I know it shouldn't be the identical all the time but everyone has patterns that work. Here's my routine

Ignoring whats happened in the past couple minutes or hours or whatever, whenever I want to change the mood I begin to take long pauses in between her comments and questions. In between comments so she wonders what I'm thinking and in between questions so she starts to make more eye contact while waiting for a response.

I'll be sure to strengthen bass in my voice a bit more than usual, and I'll slow down my responses a bit..it feels like the rumble of bass echoes into her.

I'll start to speak more forcefully, personally, and interact more directly. For example, should she ask, "you know what I wanted earlier today?" my response isn't, "what?" My response is (remembering to pause for 1/2 - 1.5 seconds) "tell me what you wanted" with direct eye contact and stroking the bass.

Once I notice that she is having trouble continuing normal conversations (not stuttering, but its clear that I'm inside her mind is she is thinking about it-this is plain and obvious) I'll figure out some compliment to bring her my way. "Is that the perfume you bought last week? Come here....gud smel... wow...such scent. "

/touching /kissing /eye contact /seduction

Put on music and I always dive in first. only because women take so much more more to get ready. Theres no routine during however.

Work task:
Reproduce word for word the part of the mood-change routine above, starting at "I'll be sure" and ending at "echoes into her.".

Data listing:

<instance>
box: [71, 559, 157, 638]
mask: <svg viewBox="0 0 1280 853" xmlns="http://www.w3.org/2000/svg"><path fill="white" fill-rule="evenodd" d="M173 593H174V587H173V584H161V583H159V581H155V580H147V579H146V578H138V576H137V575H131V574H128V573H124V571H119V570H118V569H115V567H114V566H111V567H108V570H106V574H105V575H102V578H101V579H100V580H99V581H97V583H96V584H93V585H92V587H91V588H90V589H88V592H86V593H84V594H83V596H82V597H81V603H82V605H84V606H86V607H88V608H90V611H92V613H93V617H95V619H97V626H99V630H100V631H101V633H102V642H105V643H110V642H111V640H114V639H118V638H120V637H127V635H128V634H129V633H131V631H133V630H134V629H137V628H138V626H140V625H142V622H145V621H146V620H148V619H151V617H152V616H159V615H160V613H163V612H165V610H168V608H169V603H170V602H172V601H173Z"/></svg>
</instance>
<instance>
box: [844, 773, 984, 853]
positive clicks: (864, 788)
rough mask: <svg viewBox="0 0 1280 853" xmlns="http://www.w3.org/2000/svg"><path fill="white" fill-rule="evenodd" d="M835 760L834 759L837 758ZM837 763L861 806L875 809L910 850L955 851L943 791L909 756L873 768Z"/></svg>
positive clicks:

Your solution:
I'll be sure to strengthen bass in my voice a bit more than usual, and I'll slow down my responses a bit..it feels like the rumble of bass echoes into her.